■ GIVEN EXERCISE 1
Put the records from the line with "Target = thick batter in bowl" through the end of the records, both ends included, into a two-column CSV with the headers record and answer. Give one row per record, with the record's text and its answer each in a single quoted field and any line breaks replaced by spaces.

■ TEXT PASSAGE
* Start *

News / 27 September 2021

iRODS Development Update: September 2021


Hello all! We've reached the end of another month and with that comes exciting iRODS news.

We're excited to report that the C++ REST API and Zone Management Tool (ZMT) are approaching their first official release! We have a few more issues to take care of before release, so look for those within a few days/weeks.

The indexing plugin is almost ready to be released. Support for the NIEHS schema has been implemented and tested. It is now in the final stages of polish.

Metalnx has received quite a number of changes in the past month. Search has been reimplemented to use GenQuery. This change allows Metalnx to honor permissions and present only the logical space. The AVU search and Property search have been combined to provide an interface closer to that of iquest. We hope the community finds these changes helpful moving forward.

Jargon is getting support for Replica Access Tokens which enable parallel transfer over multiple streams. Development is going well and we hope to see a release soon. Big thanks to Mike Conway for his work.

Like Jargon, we're working to add support for Replica Access Tokens to the Globus Connector.

We've also been developing a new docker-based test environment for iRODS. This new system is a companion to the iRODS development environment and is being developed with the community in mind. It will allow anyone to run the test suite, add support for new operating systems, iRODS clients, etc. It has already helped us identify bugs that weren't exposed through previous testing systems.

We look forward to seeing what the community thinks of the new tools.

Until next time, have a wonderful day.

September Technology Working Group

  • 4.2.11

    • 19 bugs / 31 open, 29 closed
  • 4.2 Backlog

    • 135 bugs / 254 open, 0 closed
  • 4.3.0

    • 39 bugs / 130 open, 115 closed
    • clang format
    • new logger (rsyslog or stdout)
    • irodsDelayServer refactoring / with implicit remote()
    • support for HA (single irodsDelayServer defined in the catalog)
    • support for Ubuntu20
    • GenQuery reimplemented in flex/bison
    • unified server_config.json
    • plugin-driven authentication framework
    • Python3 support (control scripts and Python rule engine plugin)
    • now uses a PID file
  • Imaging Working Group

    • initial effort will be an OMERO integration
    • working meeting
      • Thur, September 16, 10am ET
  • Metadata Templates Working Group

    • progress towards SwaggerAPI
    • working towards demo of Metalnx-API-iRODS
    • working meeting
      • Tues, October 19, 10am ET
  • Authentication Working Group

    • building a new API endpoint to provide a flexible authentication mechanism
    • new authentication plugins will drive the flow
    • working meeting
      • Tues, October 26, 10am ET
  • S3 Working Group

    • develop tools to present iRODS as S3-compatible storage to existing S3 clients
    • initial effort will be a MinIO gateway and integration services
    • working meeting
      • Tues, October 1, 3pm ET
  • TRiRODS

    • Wed, December 1, 2021, 4pm ET
    • speakers TBD
  • New Development Work

  • Active Development Work

    • Build and Packaging

      • consistent / better use of CMake
      • targeting gcc again and defining minimum requirements
    • NetCDF microservices

      • 4.2.10.0 coming soon
      • full HDF5 support could come later
    • Metalnx

      • reimplemented search to use GenQuery only
        • metadata and properties tab have been consolidated
      • updated to use iRODS terminology (collections and data objects)

* End *

■ DATA TO PROCESS

* Start *

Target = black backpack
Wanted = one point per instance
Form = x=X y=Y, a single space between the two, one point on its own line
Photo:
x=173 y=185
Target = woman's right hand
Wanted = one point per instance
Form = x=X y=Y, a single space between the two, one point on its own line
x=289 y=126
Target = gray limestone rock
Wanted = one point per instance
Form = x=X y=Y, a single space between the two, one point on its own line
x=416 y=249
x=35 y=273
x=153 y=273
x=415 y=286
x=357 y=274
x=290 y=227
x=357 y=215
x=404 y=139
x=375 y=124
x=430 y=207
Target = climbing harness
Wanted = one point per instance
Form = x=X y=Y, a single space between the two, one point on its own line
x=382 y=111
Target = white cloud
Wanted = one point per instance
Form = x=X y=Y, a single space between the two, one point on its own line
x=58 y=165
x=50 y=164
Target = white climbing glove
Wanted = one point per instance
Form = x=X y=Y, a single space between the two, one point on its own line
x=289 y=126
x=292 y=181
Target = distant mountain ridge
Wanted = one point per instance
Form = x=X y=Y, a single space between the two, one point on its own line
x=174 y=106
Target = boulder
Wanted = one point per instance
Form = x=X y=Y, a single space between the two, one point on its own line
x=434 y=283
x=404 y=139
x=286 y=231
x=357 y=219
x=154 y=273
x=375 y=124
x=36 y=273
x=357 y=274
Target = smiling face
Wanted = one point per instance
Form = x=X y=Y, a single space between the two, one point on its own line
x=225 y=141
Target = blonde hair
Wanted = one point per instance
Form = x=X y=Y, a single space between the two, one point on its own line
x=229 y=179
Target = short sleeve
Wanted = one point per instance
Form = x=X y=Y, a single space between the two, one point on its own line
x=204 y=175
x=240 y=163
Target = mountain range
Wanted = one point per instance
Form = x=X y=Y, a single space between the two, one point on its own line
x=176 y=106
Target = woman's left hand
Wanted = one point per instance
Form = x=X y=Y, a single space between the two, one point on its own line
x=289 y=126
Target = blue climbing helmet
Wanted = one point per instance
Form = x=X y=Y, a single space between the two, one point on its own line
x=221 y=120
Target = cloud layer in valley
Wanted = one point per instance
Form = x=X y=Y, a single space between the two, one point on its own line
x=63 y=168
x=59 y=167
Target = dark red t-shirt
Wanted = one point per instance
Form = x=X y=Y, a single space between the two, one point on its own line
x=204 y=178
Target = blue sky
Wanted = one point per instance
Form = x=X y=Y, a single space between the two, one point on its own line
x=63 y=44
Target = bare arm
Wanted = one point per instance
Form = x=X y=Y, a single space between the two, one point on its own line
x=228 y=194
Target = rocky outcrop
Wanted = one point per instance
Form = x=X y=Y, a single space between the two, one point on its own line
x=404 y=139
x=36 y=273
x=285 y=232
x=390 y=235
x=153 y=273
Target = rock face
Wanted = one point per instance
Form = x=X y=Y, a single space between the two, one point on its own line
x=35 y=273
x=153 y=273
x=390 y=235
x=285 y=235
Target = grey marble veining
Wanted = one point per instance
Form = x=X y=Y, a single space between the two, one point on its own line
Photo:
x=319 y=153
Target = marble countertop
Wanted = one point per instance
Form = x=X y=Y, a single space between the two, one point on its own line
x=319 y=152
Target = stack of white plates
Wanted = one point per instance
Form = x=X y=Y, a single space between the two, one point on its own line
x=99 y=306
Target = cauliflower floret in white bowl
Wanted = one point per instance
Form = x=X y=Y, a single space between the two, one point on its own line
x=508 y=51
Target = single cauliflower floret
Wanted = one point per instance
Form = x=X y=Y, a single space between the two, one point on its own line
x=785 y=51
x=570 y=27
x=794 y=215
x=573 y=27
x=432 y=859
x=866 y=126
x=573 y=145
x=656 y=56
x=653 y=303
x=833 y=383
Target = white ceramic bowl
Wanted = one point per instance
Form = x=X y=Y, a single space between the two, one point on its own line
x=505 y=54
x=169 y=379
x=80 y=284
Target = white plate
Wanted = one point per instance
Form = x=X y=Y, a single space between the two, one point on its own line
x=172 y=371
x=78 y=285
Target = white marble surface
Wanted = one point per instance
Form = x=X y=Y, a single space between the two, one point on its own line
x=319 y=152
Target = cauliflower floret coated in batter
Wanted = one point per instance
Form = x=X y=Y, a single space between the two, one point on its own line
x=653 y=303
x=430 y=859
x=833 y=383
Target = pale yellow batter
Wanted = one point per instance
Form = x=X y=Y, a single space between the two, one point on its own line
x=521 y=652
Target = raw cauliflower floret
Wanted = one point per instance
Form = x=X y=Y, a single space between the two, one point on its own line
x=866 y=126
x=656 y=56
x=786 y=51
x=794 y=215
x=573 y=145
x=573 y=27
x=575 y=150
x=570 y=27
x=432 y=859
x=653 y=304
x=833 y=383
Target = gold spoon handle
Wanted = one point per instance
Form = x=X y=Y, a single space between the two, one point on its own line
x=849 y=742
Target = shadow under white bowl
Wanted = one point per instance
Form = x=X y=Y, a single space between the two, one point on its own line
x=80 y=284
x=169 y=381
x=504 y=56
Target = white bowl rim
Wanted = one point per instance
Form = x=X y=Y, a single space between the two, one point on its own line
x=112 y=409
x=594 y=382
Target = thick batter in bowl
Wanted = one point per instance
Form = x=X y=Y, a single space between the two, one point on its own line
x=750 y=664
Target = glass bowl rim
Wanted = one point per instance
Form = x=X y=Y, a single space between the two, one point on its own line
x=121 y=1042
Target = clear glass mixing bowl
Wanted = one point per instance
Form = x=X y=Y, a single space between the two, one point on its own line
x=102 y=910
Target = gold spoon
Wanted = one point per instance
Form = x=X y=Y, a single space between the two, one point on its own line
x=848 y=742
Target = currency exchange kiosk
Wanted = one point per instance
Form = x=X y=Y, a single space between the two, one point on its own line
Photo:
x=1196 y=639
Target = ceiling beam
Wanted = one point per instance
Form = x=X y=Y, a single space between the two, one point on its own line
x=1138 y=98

* End *

■ GIVEN EXERCISE 2
Carry the iRODS development update forward, starting right after its final line.

■ RESULT 1
record,answer
"Target = thick batter in bowl Wanted = one point per instance Form = x=X y=Y, a single space between the two, one point on its own line","x=750 y=664"
"Target = glass bowl rim Wanted = one point per instance Form = x=X y=Y, a single space between the two, one point on its own line","x=121 y=1042"
"Target = clear glass mixing bowl Wanted = one point per instance Form = x=X y=Y, a single space between the two, one point on its own line","x=102 y=910"
"Target = gold spoon Wanted = one point per instance Form = x=X y=Y, a single space between the two, one point on its own line","x=848 y=742"
"Target = currency exchange kiosk Wanted = one point per instance Form = x=X y=Y, a single space between the two, one point on its own line Photo:","x=1196 y=639"
"Target = ceiling beam Wanted = one point per instance Form = x=X y=Y, a single space between the two, one point on its own line","x=1138 y=98"

■ RESULT 2
      • interfaces are more consistent
      • working on compatibility with the indexing plugin schema
      • awaiting CI
    • C++ REST API

      • fixed an URL encoding bug involving ZMT
      • now in CI
    • Zone Management Tool

      • uses new C++ REST API
      • fixed URL encoding issue
      • updated support for sorting data
      • preparing initial release
    • Python iRODS Client (PRC)

      • now honors ssl_verify_server = "none" setting
      • now supports VERIFY_CHKSUM_KW keyword provided by the checksum API
      • working on parallel put for objects with multiple replicas
      • working on parallel transfer (multi-1247)
        • including with redirect for point-to-point with storage server
      • now in CI
    • Streaming S3 Resource Plugin

      • finished Glacier support work
        • in testing with Fujifilm
      • completed regression testing on AWS, Fujifilm, MinIO, CEPH, and GCS
      • now in CI
    • NFSRODS

      • investigating large file transfers via NFS4J
        • requires Jargon to learn replica access tokens
      • awaiting CI
    • Indexing Capability

      • now reacts to atomic metadata API
      • now handles graceful deletion before indexing
      • updated to work with NIEHS schema used by Metalnx
      • updated for elasticsearch 6 and 7 (configurable)
      • now passes test suite
    • Publishing Capability

      • needs more README
      • awaiting CI
    • Automated Ingest Capability

      • refactored to abstract the source filesystem/object
        • considering kafka as source of events (for OMERO via debezium.io)
      • investigating splitting storage backends
        • celery workers -> redis
        • python/iRODS cache -> scylla (C++ distributed keystore)
      • implementing a docker-based performance test harness
    • Continuous Integration (CI)

      • targeting docker-compose, generation 8
      • core
        • ub16 / ub18 / cen7
        • pg / mysql / oracle
        • core / topology / federation / upgrade
      • plugins
        • audit amqp
        • curl
        • hard links
        • indexing
        • kerberos
        • logical quotas
        • metadata guard policy engine
        • s3
        • python rule engine plugin
        • storage tiering
      • plugins (to be added)
        • publishing
      • clients
        • Python iRODS Client (PRC)
        • Jargon
        • C++ REST API
      • clients (to be added)
        • baton/tears
        • automated ingest
        • iRODS Command Line Interface (CLI)
        • Metalnx
        • NFSRODS
        • Zone Management Tool
      • OS (to be added)
        • Ubuntu20
        • SUSE Linux Enterprise Server (SLES)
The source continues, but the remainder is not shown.